READING PASSAGE |
This process originated with Matthys, who captured and maintained the devotion
of his followers not by charismatic personal authority, but by the fear
and dread which he inspired. Bockelszoon's rule by intimidation and his
Old Testament monarchy therefore represents only the natural outworking
of authoritarian tendencies already embodied in Matthys. Again, it is my
contention that, though the Weberian approach does offer a hermeneutic for
understanding this historical situation, it is not without its limitations.
The paradox and price of insight is often an accompanying blindness.
MÜNSTER UNDER MATTHYS AND BOCKELSZOON
During February 1534, the power of the Anabaptists in Münster
increased dramatically. On February 8, Jan Bockelszoon van Leiden and the
guild leader Bernard Knipperdolling, whom Bockelszoon had befriended, ran
wildly through the streets, screaming that everyone must repent of their
sins.29 This ignited much emotional turbulence, especially among the women
Anabaptists, who, as former nuns,had recently left the convents and fallen
under the influence of Rothmann's preaching. Some began to see apocalyptic
visions in the streets of such intensity that they would foam at the mouth
and throw themselves upon the ground . In such a charged atmosphere, the
Anabaptists made their first armed rising and took the Town Hall and market
place. The Lutheran majority in the town offered little resistance, and
soon the town council recognized the Anabaptists as legal citizens of Münster.

Image outline annotation entries |
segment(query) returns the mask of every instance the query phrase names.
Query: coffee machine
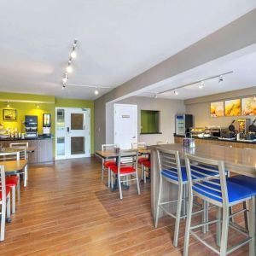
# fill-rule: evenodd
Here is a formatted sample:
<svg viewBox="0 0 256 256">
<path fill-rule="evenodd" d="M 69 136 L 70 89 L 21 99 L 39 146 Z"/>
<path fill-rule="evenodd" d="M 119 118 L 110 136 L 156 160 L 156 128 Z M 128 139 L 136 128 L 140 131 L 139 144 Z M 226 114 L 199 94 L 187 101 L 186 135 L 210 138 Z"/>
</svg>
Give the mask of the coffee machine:
<svg viewBox="0 0 256 256">
<path fill-rule="evenodd" d="M 43 113 L 43 136 L 44 137 L 50 137 L 50 113 Z"/>
<path fill-rule="evenodd" d="M 26 115 L 25 116 L 25 131 L 26 137 L 38 137 L 38 116 Z"/>
</svg>

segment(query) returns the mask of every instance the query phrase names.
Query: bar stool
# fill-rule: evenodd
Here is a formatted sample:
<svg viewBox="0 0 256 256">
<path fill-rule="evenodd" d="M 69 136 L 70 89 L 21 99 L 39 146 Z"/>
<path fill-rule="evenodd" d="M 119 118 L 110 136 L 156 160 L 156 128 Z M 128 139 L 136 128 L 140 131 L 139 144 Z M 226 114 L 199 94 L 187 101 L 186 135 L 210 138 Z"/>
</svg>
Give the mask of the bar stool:
<svg viewBox="0 0 256 256">
<path fill-rule="evenodd" d="M 191 154 L 185 154 L 185 162 L 189 181 L 189 204 L 183 255 L 187 256 L 189 253 L 190 234 L 214 253 L 222 256 L 234 252 L 248 242 L 251 242 L 250 246 L 253 247 L 253 255 L 255 255 L 255 212 L 253 212 L 253 209 L 255 207 L 254 196 L 256 195 L 256 189 L 248 188 L 246 186 L 246 184 L 243 184 L 243 183 L 236 183 L 234 179 L 232 181 L 232 178 L 226 177 L 224 161 L 204 159 Z M 212 171 L 212 169 L 214 171 Z M 202 173 L 208 170 L 215 172 L 218 175 L 215 177 L 207 175 L 207 180 L 201 178 L 201 177 Z M 217 212 L 218 218 L 207 223 L 202 223 L 195 226 L 191 226 L 194 195 L 196 195 L 197 197 L 218 207 L 218 208 Z M 250 236 L 247 236 L 237 245 L 228 249 L 228 230 L 230 218 L 231 218 L 230 215 L 230 207 L 247 200 L 250 201 Z M 221 213 L 222 219 L 220 219 Z M 195 229 L 210 224 L 217 224 L 217 245 L 220 247 L 219 250 L 217 250 L 193 231 Z"/>
<path fill-rule="evenodd" d="M 144 180 L 144 183 L 147 182 L 146 172 L 148 172 L 149 176 L 150 168 L 151 163 L 148 160 L 142 162 L 142 178 Z"/>
<path fill-rule="evenodd" d="M 160 209 L 163 210 L 167 215 L 174 218 L 175 230 L 173 245 L 177 247 L 178 233 L 179 233 L 179 224 L 181 218 L 186 218 L 186 214 L 181 215 L 182 204 L 183 207 L 186 208 L 186 189 L 187 189 L 187 173 L 186 168 L 181 166 L 178 151 L 169 150 L 169 149 L 157 149 L 158 161 L 160 165 L 160 187 L 157 201 L 156 217 L 154 222 L 154 227 L 157 228 L 159 220 Z M 201 175 L 201 177 L 205 178 L 207 174 L 215 175 L 211 169 L 205 172 Z M 177 199 L 171 201 L 160 201 L 162 193 L 162 183 L 163 180 L 169 182 L 170 183 L 177 185 Z M 176 215 L 172 212 L 168 212 L 163 206 L 167 204 L 172 204 L 177 202 Z M 198 206 L 198 205 L 197 205 Z M 185 212 L 185 211 L 183 211 Z M 208 215 L 208 205 L 203 202 L 199 211 L 195 211 L 193 214 L 202 212 L 202 218 L 204 221 L 207 219 Z M 206 230 L 204 230 L 205 232 Z"/>
<path fill-rule="evenodd" d="M 4 166 L 0 165 L 0 204 L 1 204 L 1 234 L 0 241 L 4 241 L 6 218 L 10 218 L 10 188 L 5 185 Z"/>
<path fill-rule="evenodd" d="M 102 150 L 114 150 L 115 148 L 119 148 L 118 144 L 102 144 Z M 104 179 L 104 172 L 108 171 L 108 186 L 110 187 L 110 169 L 111 166 L 115 166 L 115 160 L 106 160 L 102 159 L 102 182 Z"/>
</svg>

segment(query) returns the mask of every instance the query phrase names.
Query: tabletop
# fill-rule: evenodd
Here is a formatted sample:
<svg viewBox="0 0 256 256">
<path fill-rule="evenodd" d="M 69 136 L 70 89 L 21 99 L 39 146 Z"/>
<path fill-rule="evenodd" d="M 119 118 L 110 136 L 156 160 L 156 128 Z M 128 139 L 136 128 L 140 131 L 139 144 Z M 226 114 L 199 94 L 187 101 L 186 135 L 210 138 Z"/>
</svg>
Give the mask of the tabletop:
<svg viewBox="0 0 256 256">
<path fill-rule="evenodd" d="M 4 166 L 4 172 L 7 174 L 15 174 L 22 171 L 27 165 L 26 160 L 0 161 L 0 166 Z"/>
<path fill-rule="evenodd" d="M 180 158 L 184 159 L 185 154 L 196 156 L 224 160 L 225 168 L 232 172 L 256 177 L 256 150 L 253 148 L 239 148 L 226 146 L 198 144 L 195 148 L 184 148 L 182 144 L 166 144 L 152 148 L 177 150 Z"/>
<path fill-rule="evenodd" d="M 137 150 L 140 154 L 149 154 L 150 149 L 148 148 L 138 148 L 134 149 L 134 151 Z M 96 151 L 96 154 L 103 158 L 103 159 L 109 159 L 109 158 L 117 158 L 119 157 L 119 154 L 115 152 L 115 150 L 97 150 Z"/>
</svg>

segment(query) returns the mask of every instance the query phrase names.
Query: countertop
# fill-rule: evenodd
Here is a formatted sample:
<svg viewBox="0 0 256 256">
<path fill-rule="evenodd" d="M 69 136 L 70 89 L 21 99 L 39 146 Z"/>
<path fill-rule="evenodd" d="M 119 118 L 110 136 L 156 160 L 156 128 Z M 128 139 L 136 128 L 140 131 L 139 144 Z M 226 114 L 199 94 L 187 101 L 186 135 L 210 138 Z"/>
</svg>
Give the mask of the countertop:
<svg viewBox="0 0 256 256">
<path fill-rule="evenodd" d="M 43 136 L 38 136 L 38 137 L 25 137 L 24 139 L 17 138 L 17 137 L 8 137 L 8 138 L 0 138 L 0 142 L 9 142 L 9 141 L 35 141 L 35 140 L 45 140 L 45 139 L 52 139 L 53 137 L 45 137 Z"/>
<path fill-rule="evenodd" d="M 177 135 L 176 133 L 173 134 L 174 137 L 184 137 L 183 135 Z M 193 138 L 195 139 L 199 139 L 199 140 L 213 140 L 213 141 L 222 141 L 222 142 L 229 142 L 229 143 L 248 143 L 248 144 L 256 144 L 256 141 L 255 142 L 250 142 L 250 141 L 247 141 L 247 140 L 241 140 L 241 141 L 237 141 L 236 139 L 235 140 L 229 140 L 229 139 L 218 139 L 218 137 L 193 137 Z"/>
</svg>

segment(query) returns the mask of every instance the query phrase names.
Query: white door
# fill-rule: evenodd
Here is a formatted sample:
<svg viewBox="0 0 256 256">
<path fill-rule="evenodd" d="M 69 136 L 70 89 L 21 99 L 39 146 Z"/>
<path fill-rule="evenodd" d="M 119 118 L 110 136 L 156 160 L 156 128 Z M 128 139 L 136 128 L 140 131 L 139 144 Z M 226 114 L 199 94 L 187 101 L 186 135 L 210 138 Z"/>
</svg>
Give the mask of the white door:
<svg viewBox="0 0 256 256">
<path fill-rule="evenodd" d="M 58 108 L 56 159 L 90 156 L 90 109 Z"/>
<path fill-rule="evenodd" d="M 137 142 L 137 105 L 114 104 L 114 143 L 123 149 Z"/>
</svg>

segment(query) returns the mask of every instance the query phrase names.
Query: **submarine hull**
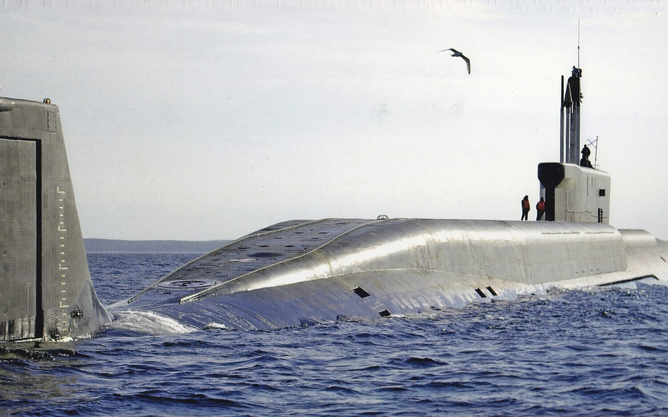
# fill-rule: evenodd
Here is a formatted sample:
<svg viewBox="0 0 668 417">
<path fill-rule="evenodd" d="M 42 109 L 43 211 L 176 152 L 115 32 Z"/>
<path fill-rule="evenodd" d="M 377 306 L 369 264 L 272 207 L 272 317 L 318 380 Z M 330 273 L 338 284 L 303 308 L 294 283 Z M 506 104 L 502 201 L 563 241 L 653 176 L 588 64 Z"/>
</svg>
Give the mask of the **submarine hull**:
<svg viewBox="0 0 668 417">
<path fill-rule="evenodd" d="M 271 329 L 514 300 L 554 286 L 668 280 L 668 245 L 607 224 L 325 219 L 283 222 L 184 265 L 112 314 Z"/>
</svg>

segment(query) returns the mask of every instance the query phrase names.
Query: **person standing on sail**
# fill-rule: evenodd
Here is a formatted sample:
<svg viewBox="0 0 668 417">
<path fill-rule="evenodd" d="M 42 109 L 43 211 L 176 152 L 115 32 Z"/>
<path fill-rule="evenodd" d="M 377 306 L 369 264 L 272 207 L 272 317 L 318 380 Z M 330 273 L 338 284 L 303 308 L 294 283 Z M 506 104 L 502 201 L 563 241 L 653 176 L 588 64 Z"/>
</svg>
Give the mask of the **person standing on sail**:
<svg viewBox="0 0 668 417">
<path fill-rule="evenodd" d="M 536 203 L 536 221 L 538 222 L 543 219 L 543 214 L 545 212 L 545 200 L 540 198 L 540 201 Z"/>
<path fill-rule="evenodd" d="M 531 207 L 528 195 L 524 195 L 524 199 L 522 200 L 522 218 L 520 220 L 528 220 L 528 212 L 531 210 Z"/>
</svg>

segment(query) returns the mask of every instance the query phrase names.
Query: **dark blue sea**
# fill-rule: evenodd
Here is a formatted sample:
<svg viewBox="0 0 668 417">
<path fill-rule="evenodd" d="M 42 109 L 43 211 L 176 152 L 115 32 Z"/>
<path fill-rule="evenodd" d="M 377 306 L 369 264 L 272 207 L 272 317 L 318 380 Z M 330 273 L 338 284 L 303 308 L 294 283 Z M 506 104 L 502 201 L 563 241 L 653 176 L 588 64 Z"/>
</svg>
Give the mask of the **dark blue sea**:
<svg viewBox="0 0 668 417">
<path fill-rule="evenodd" d="M 89 261 L 106 305 L 197 255 Z M 0 415 L 667 416 L 667 301 L 648 284 L 557 290 L 271 331 L 125 317 L 92 340 L 0 348 Z"/>
</svg>

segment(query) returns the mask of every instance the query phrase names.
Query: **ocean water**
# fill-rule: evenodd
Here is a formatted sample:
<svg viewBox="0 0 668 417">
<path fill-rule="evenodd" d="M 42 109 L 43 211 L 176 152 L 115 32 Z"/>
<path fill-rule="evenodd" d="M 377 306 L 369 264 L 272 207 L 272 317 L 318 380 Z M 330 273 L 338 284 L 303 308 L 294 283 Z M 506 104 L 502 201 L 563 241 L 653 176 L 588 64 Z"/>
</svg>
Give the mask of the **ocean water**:
<svg viewBox="0 0 668 417">
<path fill-rule="evenodd" d="M 197 254 L 89 254 L 105 304 Z M 0 348 L 0 415 L 666 416 L 668 288 L 271 331 L 151 314 L 98 338 Z"/>
</svg>

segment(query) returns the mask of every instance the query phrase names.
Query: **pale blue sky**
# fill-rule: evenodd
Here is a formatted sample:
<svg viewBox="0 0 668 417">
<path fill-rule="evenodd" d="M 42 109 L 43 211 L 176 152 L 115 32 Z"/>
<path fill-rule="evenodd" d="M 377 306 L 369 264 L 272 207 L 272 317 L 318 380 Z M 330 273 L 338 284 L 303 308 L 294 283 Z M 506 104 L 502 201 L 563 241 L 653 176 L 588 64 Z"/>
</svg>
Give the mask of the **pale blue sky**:
<svg viewBox="0 0 668 417">
<path fill-rule="evenodd" d="M 58 105 L 85 237 L 289 219 L 519 219 L 577 64 L 611 223 L 668 238 L 668 21 L 652 1 L 0 6 L 0 94 Z M 437 51 L 455 48 L 471 58 Z"/>
</svg>

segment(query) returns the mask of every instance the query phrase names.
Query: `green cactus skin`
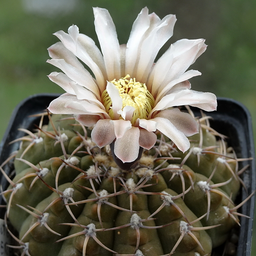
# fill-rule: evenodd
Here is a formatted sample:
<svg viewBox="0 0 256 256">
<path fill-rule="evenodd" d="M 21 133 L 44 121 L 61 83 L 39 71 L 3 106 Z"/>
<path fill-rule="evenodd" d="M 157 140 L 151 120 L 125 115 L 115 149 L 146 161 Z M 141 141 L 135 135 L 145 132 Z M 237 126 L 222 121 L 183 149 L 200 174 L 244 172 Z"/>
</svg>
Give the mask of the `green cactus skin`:
<svg viewBox="0 0 256 256">
<path fill-rule="evenodd" d="M 203 256 L 239 223 L 237 160 L 204 120 L 190 150 L 158 134 L 124 170 L 72 116 L 49 118 L 20 139 L 2 193 L 23 255 Z"/>
</svg>

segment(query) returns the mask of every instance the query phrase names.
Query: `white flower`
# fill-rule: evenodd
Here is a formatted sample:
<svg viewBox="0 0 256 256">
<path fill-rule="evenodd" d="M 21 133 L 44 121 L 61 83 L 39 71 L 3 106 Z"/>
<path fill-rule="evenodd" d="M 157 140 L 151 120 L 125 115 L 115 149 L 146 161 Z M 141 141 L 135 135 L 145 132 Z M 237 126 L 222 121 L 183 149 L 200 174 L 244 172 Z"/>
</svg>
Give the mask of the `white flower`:
<svg viewBox="0 0 256 256">
<path fill-rule="evenodd" d="M 217 106 L 215 95 L 190 90 L 187 81 L 201 75 L 197 70 L 186 70 L 205 50 L 204 40 L 177 41 L 154 63 L 172 35 L 175 15 L 161 20 L 144 8 L 127 44 L 119 45 L 108 10 L 95 8 L 93 11 L 101 52 L 75 25 L 68 34 L 55 34 L 61 42 L 48 49 L 52 59 L 47 62 L 64 73 L 53 72 L 49 76 L 67 93 L 54 100 L 49 109 L 76 114 L 87 126 L 95 125 L 92 140 L 100 148 L 114 141 L 114 153 L 124 163 L 135 160 L 140 146 L 151 148 L 157 130 L 180 150 L 187 150 L 186 137 L 198 132 L 197 123 L 189 114 L 172 107 L 190 105 L 212 111 Z"/>
</svg>

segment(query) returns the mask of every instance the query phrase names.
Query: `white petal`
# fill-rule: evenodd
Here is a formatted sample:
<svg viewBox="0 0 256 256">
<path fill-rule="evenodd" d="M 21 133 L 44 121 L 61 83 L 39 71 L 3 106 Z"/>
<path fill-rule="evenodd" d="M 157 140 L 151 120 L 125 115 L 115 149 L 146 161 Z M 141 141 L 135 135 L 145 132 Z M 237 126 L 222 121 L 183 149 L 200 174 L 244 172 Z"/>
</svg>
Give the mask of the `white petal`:
<svg viewBox="0 0 256 256">
<path fill-rule="evenodd" d="M 183 105 L 197 107 L 206 111 L 213 111 L 217 108 L 217 99 L 213 93 L 186 89 L 163 97 L 154 108 L 154 111 Z"/>
<path fill-rule="evenodd" d="M 148 131 L 145 129 L 140 129 L 140 146 L 149 150 L 157 142 L 157 135 L 154 132 Z"/>
<path fill-rule="evenodd" d="M 175 85 L 177 84 L 179 84 L 182 82 L 190 79 L 190 78 L 196 76 L 201 76 L 201 72 L 198 70 L 191 70 L 182 74 L 177 79 L 175 79 L 171 81 L 169 84 L 166 85 L 165 86 L 161 86 L 158 88 L 158 90 L 157 93 L 157 97 L 155 99 L 155 102 L 158 102 L 159 100 L 166 94 L 167 92 L 170 93 L 172 91 L 172 89 Z M 175 89 L 176 90 L 176 88 Z"/>
<path fill-rule="evenodd" d="M 70 27 L 68 32 L 69 35 L 61 31 L 54 35 L 67 49 L 91 69 L 102 92 L 105 89 L 107 76 L 103 58 L 100 51 L 91 38 L 82 34 L 79 34 L 76 26 L 73 25 Z"/>
<path fill-rule="evenodd" d="M 97 115 L 78 115 L 76 117 L 76 120 L 87 127 L 92 126 L 100 119 L 99 116 Z"/>
<path fill-rule="evenodd" d="M 168 84 L 169 84 L 173 80 L 179 79 L 202 53 L 201 49 L 205 50 L 204 41 L 202 39 L 193 40 L 183 39 L 171 46 L 157 61 L 154 67 L 154 70 L 155 69 L 157 70 L 154 72 L 153 70 L 152 73 L 158 77 L 157 78 L 158 79 L 154 78 L 151 90 L 153 93 L 154 94 L 155 92 L 158 90 L 158 94 L 161 93 L 163 95 L 161 91 L 164 90 L 166 91 L 165 87 L 166 85 Z M 169 60 L 168 56 L 169 56 Z M 167 67 L 164 67 L 164 60 L 166 62 L 166 66 L 169 67 L 167 72 Z M 161 78 L 162 75 L 162 78 Z"/>
<path fill-rule="evenodd" d="M 110 121 L 110 119 L 99 120 L 92 131 L 92 140 L 99 148 L 110 144 L 116 137 L 114 125 Z"/>
<path fill-rule="evenodd" d="M 49 56 L 51 58 L 57 60 L 64 59 L 67 63 L 81 70 L 81 72 L 84 69 L 84 67 L 76 57 L 66 48 L 61 42 L 53 44 L 47 50 Z"/>
<path fill-rule="evenodd" d="M 108 11 L 93 8 L 95 30 L 101 48 L 108 81 L 120 77 L 120 49 L 116 27 Z"/>
<path fill-rule="evenodd" d="M 122 138 L 115 142 L 114 152 L 123 163 L 133 162 L 139 154 L 140 129 L 132 126 L 126 131 Z"/>
<path fill-rule="evenodd" d="M 133 73 L 134 66 L 139 55 L 139 47 L 144 34 L 149 27 L 150 20 L 148 9 L 143 8 L 134 22 L 127 42 L 125 57 L 125 74 Z"/>
<path fill-rule="evenodd" d="M 59 73 L 52 72 L 48 76 L 51 81 L 57 84 L 67 93 L 70 94 L 76 94 L 75 91 L 69 84 L 70 82 L 73 81 L 73 80 L 69 78 L 67 75 L 61 72 Z"/>
<path fill-rule="evenodd" d="M 146 82 L 158 51 L 172 35 L 176 20 L 175 15 L 166 16 L 144 40 L 135 76 L 137 81 L 141 83 Z"/>
<path fill-rule="evenodd" d="M 119 94 L 119 91 L 112 83 L 108 82 L 107 92 L 108 93 L 112 102 L 112 109 L 114 113 L 114 119 L 119 119 L 119 114 L 117 111 L 122 107 L 122 100 Z"/>
<path fill-rule="evenodd" d="M 181 112 L 178 108 L 163 110 L 155 117 L 168 119 L 187 137 L 198 132 L 198 125 L 196 121 L 189 114 Z"/>
<path fill-rule="evenodd" d="M 165 81 L 170 70 L 173 60 L 174 47 L 172 45 L 161 56 L 155 63 L 147 82 L 147 87 L 154 95 L 160 85 Z"/>
<path fill-rule="evenodd" d="M 139 122 L 140 126 L 148 131 L 155 131 L 157 130 L 157 122 L 155 121 L 140 119 Z"/>
<path fill-rule="evenodd" d="M 131 119 L 135 110 L 135 108 L 134 107 L 125 106 L 123 110 L 119 110 L 117 111 L 117 113 L 120 114 L 124 120 L 131 121 Z"/>
<path fill-rule="evenodd" d="M 77 100 L 77 101 L 74 101 L 67 102 L 65 105 L 65 107 L 69 108 L 72 108 L 73 110 L 84 111 L 84 113 L 83 113 L 99 114 L 99 113 L 102 113 L 104 114 L 105 116 L 108 116 L 106 111 L 99 108 L 98 106 L 90 103 L 86 100 Z"/>
<path fill-rule="evenodd" d="M 188 139 L 169 120 L 162 117 L 155 117 L 154 119 L 157 122 L 157 130 L 172 140 L 179 149 L 184 152 L 189 148 Z"/>
<path fill-rule="evenodd" d="M 53 100 L 48 108 L 53 114 L 84 114 L 84 111 L 80 109 L 71 109 L 65 107 L 70 103 L 77 102 L 76 96 L 69 93 L 64 93 L 58 98 Z"/>
<path fill-rule="evenodd" d="M 99 90 L 91 75 L 85 68 L 78 69 L 67 64 L 64 60 L 47 60 L 49 63 L 61 69 L 70 79 L 80 85 L 84 86 L 99 97 Z"/>
<path fill-rule="evenodd" d="M 101 102 L 98 100 L 95 95 L 90 90 L 87 89 L 83 86 L 81 86 L 74 81 L 70 83 L 71 86 L 76 95 L 76 97 L 78 99 L 86 99 L 91 103 L 94 102 L 98 106 L 102 108 L 105 109 L 105 107 L 102 103 Z"/>
<path fill-rule="evenodd" d="M 119 119 L 111 120 L 110 122 L 114 125 L 115 134 L 116 139 L 122 137 L 125 132 L 131 128 L 131 124 L 129 121 Z"/>
</svg>

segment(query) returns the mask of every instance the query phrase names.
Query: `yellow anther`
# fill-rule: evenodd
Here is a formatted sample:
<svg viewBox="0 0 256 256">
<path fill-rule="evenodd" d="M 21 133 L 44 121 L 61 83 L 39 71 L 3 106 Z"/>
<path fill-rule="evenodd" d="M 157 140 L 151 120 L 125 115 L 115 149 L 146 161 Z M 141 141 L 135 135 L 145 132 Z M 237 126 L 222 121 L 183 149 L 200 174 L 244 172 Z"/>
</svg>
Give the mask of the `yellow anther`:
<svg viewBox="0 0 256 256">
<path fill-rule="evenodd" d="M 146 119 L 152 110 L 154 104 L 154 99 L 148 91 L 145 84 L 136 81 L 135 78 L 131 78 L 127 75 L 123 78 L 116 81 L 115 79 L 111 82 L 118 89 L 122 100 L 122 109 L 125 106 L 133 107 L 134 112 L 131 122 L 134 125 L 138 118 Z M 102 96 L 102 103 L 106 111 L 111 118 L 113 118 L 112 109 L 112 102 L 107 90 Z M 120 118 L 122 117 L 120 116 Z"/>
</svg>

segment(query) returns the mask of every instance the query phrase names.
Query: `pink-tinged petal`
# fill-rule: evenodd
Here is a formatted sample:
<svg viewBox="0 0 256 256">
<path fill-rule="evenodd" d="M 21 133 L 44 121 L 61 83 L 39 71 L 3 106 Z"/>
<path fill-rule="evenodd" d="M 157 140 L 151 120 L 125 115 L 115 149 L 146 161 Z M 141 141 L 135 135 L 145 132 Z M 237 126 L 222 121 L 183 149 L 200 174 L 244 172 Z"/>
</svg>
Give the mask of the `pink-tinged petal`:
<svg viewBox="0 0 256 256">
<path fill-rule="evenodd" d="M 52 72 L 48 76 L 51 81 L 57 84 L 68 93 L 76 94 L 75 91 L 69 84 L 73 80 L 67 75 L 61 73 Z"/>
<path fill-rule="evenodd" d="M 78 99 L 86 99 L 91 103 L 97 105 L 102 109 L 105 109 L 105 107 L 101 102 L 97 99 L 92 92 L 73 81 L 71 82 L 70 85 L 75 92 Z"/>
<path fill-rule="evenodd" d="M 168 119 L 163 117 L 154 119 L 157 122 L 157 130 L 172 140 L 179 149 L 183 153 L 189 149 L 190 143 L 188 139 Z"/>
<path fill-rule="evenodd" d="M 95 30 L 104 58 L 108 81 L 120 77 L 120 49 L 116 27 L 108 11 L 93 8 Z"/>
<path fill-rule="evenodd" d="M 84 111 L 79 109 L 71 109 L 65 107 L 67 104 L 78 100 L 76 96 L 74 95 L 67 93 L 64 93 L 53 100 L 50 103 L 48 109 L 53 114 L 84 114 Z"/>
<path fill-rule="evenodd" d="M 213 111 L 217 108 L 217 99 L 216 96 L 211 93 L 198 92 L 188 89 L 181 90 L 163 97 L 151 113 L 184 105 L 197 107 L 206 111 Z"/>
<path fill-rule="evenodd" d="M 71 79 L 93 92 L 98 97 L 99 90 L 91 75 L 85 68 L 78 69 L 67 63 L 64 59 L 47 60 L 47 62 L 61 70 Z"/>
<path fill-rule="evenodd" d="M 111 120 L 110 122 L 114 125 L 115 134 L 116 139 L 122 137 L 126 131 L 131 128 L 131 124 L 129 121 L 119 119 Z"/>
<path fill-rule="evenodd" d="M 78 115 L 76 117 L 76 120 L 87 127 L 92 126 L 100 119 L 99 116 L 96 115 Z"/>
<path fill-rule="evenodd" d="M 140 129 L 140 146 L 146 149 L 150 149 L 157 142 L 157 135 L 154 132 L 148 131 L 145 129 Z"/>
<path fill-rule="evenodd" d="M 115 142 L 114 152 L 123 163 L 133 162 L 137 158 L 140 149 L 140 129 L 133 126 Z"/>
<path fill-rule="evenodd" d="M 155 117 L 168 119 L 187 137 L 198 132 L 198 125 L 196 121 L 189 114 L 181 112 L 178 108 L 163 110 Z"/>
<path fill-rule="evenodd" d="M 157 122 L 153 120 L 140 119 L 139 125 L 148 131 L 155 131 L 157 130 Z"/>
<path fill-rule="evenodd" d="M 135 110 L 135 108 L 131 106 L 125 106 L 123 110 L 120 110 L 117 111 L 124 120 L 131 121 L 134 112 Z"/>
<path fill-rule="evenodd" d="M 122 107 L 122 100 L 119 94 L 119 91 L 114 84 L 108 81 L 106 89 L 112 101 L 114 119 L 119 119 L 119 114 L 117 113 L 117 111 Z"/>
<path fill-rule="evenodd" d="M 110 119 L 99 120 L 92 131 L 92 140 L 101 148 L 110 144 L 116 138 L 114 125 L 110 121 Z"/>
<path fill-rule="evenodd" d="M 175 15 L 166 16 L 143 41 L 135 76 L 137 81 L 146 82 L 158 51 L 172 35 L 176 20 Z"/>
<path fill-rule="evenodd" d="M 141 42 L 145 37 L 144 34 L 150 25 L 148 9 L 145 7 L 141 10 L 134 22 L 127 42 L 125 54 L 126 74 L 133 74 L 134 67 L 137 62 L 137 56 L 139 55 Z"/>
</svg>

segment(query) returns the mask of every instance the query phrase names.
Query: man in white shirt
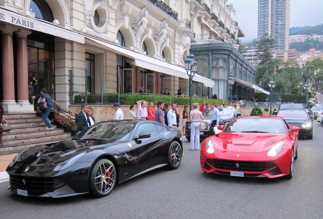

TASK 1 |
Answer these from the passage on Anabaptist Münster:
(a) On what date did Bockelszoon and Knipperdolling run through the streets calling for repentance?
(b) Whose preaching had the women Anabaptists who left the convents come under the influence of?
(c) What did the Anabaptists take in their first armed rising?
TASK 2 |
Please summarize the passage on Anabaptist Münster in two sentences.
TASK 3 |
Write a continuation of the passage on Anabaptist Münster, picking up after its final sentence.
You won't need the items for any of this work.

FINAL RESULT 1 |
(a) February 8 (1534)
(b) Rothmann's
(c) The Town Hall and the market place

FINAL RESULT 2 |
Bockelszoon's rule by intimidation continued authoritarian tendencies already present in Matthys, who held his followers through fear and dread, and the author argues that the Weberian approach to this situation has limitations. In February 1534, emotional turmoil in Münster led the Anabaptists to seize the Town Hall and market place with little Lutheran resistance, and the town council soon recognized them as legal citizens.

FINAL RESULT 3 |
Thereafter, many Lutherans fled the city and the Anabaptists grew in number
and power. Messengers and manifestos were sent out urging Anabaptists in
other towns to come with their families to Münster. The rest of the
earth, it was announced, was to be destroyed, but Münster would be
spared to become the New Jerusalem.30
Into this volatile situation Jan Matthys entered: a tall,
gaunt figure with a long black beard.31 His imposing, physical presence
allowed him to gain power quickly, but the attempt to realize the New Jerusalem
was not without authoritarian measures. Unlike Hoffman, he did not hesitate
to employ violence to accomplish his purposes. On February 25, 1534, he
preached a sermon at the house of an Anabaptist near a fish market. Afterwards,
he proclaimed to the crowd that God 's grace had allowed the city to have
a favorable beginning, but in order to build the republic of Christ on earth,
it was necessary to purify the city of all uncleanness (Unsauberkeit), whether
the impure be papists, Lutherans, or others who dissented from the prevailing
Anabaptist teachings. To achieve this goal, Matthys advocated the execution
of all remaining Lutherans and Roman Catholics.32 However, Knipperdolling,
one of the town leaders, disagreed with Matthys, saying that the bloodshed
would cause the outside world to be enraged against Münster. A compromise
was reached and they decided to expel all the "godless" ((Gottlosen)) from
the city and make those who chose to stay behind receive compulsory baptism.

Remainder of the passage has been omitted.